_PROVIDED PASSAGE:_
+++++

The Musicians - Michangelo Merisi da Caravaggio - 1595
(The Metropolitan Museum of Art, New York)

The Musicians (c. 1595) is a painting by the Italian Baroque master Michelangelo Merisi da Caravaggio (1571-1610). It is held in the Metropolitan Museum of Art, New York.

The picture shows four boys in quasi-Classical costume, three playing various musical instruments or singing, the fourth dressed as Cupid and reaching towards a bunch of grapes. The central figure with the lute has been identified as Caravaggio's companion Mario Minniti, and the individual next to him and facing the viewer has been recognised as a self-portrait of the artist.

This scene, however, is clearly secular rather than religious. The manuscripts show that the boys are practicing madrigals celebrating love, and the eyes of the lutanist, the principal figure, are moist with tears - presumably the songs are of the sorrow of love rather than its pleasures. The violin in the foreground suggests a fifth participant, implicitly including the viewer in the tableau.

In the painting there is a harmony of colors. All the colors in this work of art seem to blend flawlessly with one another. The whites and manilas blend in with the shade of peach of the boy’s faces. The brown color of the lyre and the violin capture each other’s beauty and bring a sort of harmonization to the painting. Also the one red sash around one of the musicians is the focal point of the entire painting and pulls the whole work of art together. Working with a limited light source, he shed the restraints of the typical views of art at the time. His models came off the streets - beggars, vagabonds, musicians, women. Caravaggio's style was also the expression of a sincere and humble faith. Depicting martyrs and saints in a bold, naturalistic fashion.

+++++

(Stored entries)
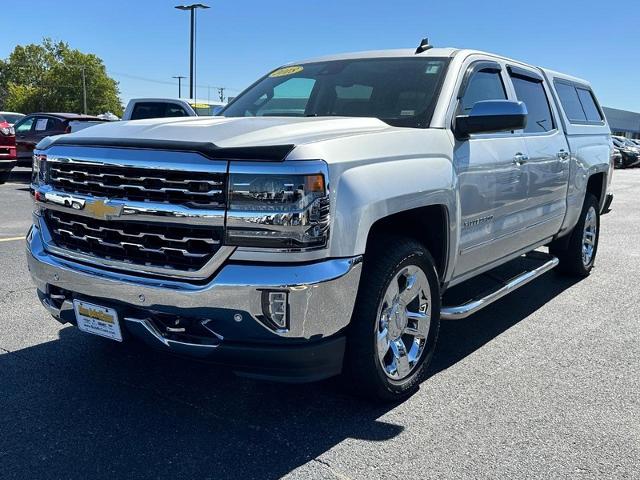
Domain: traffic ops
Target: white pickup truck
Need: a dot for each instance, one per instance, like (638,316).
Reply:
(314,227)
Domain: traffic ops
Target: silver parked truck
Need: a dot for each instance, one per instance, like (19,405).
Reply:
(318,226)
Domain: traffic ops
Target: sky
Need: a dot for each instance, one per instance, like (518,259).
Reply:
(144,43)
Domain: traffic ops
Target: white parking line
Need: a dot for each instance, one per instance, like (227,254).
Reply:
(11,239)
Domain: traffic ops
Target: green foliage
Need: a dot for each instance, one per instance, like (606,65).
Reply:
(48,77)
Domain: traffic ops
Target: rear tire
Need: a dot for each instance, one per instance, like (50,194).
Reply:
(394,327)
(578,256)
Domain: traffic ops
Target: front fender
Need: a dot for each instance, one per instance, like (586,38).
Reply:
(368,193)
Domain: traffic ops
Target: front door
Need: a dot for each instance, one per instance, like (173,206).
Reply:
(492,183)
(547,166)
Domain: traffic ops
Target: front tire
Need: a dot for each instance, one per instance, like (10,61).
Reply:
(579,255)
(394,328)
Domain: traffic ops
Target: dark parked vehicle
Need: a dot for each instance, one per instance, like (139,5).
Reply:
(36,126)
(629,153)
(7,149)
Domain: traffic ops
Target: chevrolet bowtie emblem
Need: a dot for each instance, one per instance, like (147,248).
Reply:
(102,209)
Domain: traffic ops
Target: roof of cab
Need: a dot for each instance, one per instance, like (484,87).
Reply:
(402,52)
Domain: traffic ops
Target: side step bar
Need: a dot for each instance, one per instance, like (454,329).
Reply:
(465,310)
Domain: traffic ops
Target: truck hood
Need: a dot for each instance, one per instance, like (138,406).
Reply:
(235,132)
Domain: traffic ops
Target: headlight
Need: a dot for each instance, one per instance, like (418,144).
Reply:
(278,210)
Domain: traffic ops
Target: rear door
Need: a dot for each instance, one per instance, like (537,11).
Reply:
(547,166)
(493,187)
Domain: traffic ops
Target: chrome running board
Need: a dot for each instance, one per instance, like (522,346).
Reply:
(472,306)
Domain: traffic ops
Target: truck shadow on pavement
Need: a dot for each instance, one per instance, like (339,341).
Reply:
(81,407)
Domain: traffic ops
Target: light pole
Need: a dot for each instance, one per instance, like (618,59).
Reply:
(192,76)
(179,77)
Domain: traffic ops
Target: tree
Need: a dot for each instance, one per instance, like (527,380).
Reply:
(49,77)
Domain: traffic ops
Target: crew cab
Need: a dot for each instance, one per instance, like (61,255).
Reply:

+++++

_STUDY QUESTIONS:_
(A) From the text about Caravaggio's The Musicians, list every kind of person it says his models were drawn from off the streets.
(B) Return the section of the text about Caravaggio's The Musicians that starts at the words "The Musicians - Michangelo" and ends after the words "Art, New York.".

_OUTPUTS FOR THE TASKS:_
(A) Beggars, vagabonds, musicians, women

(B)
The Musicians - Michangelo Merisi da Caravaggio - 1595
(The Metropolitan Museum of Art, New York)

The Musicians (c. 1595) is a painting by the Italian Baroque master Michelangelo Merisi da Caravaggio (1571-1610). It is held in the Metropolitan Museum of Art, New York.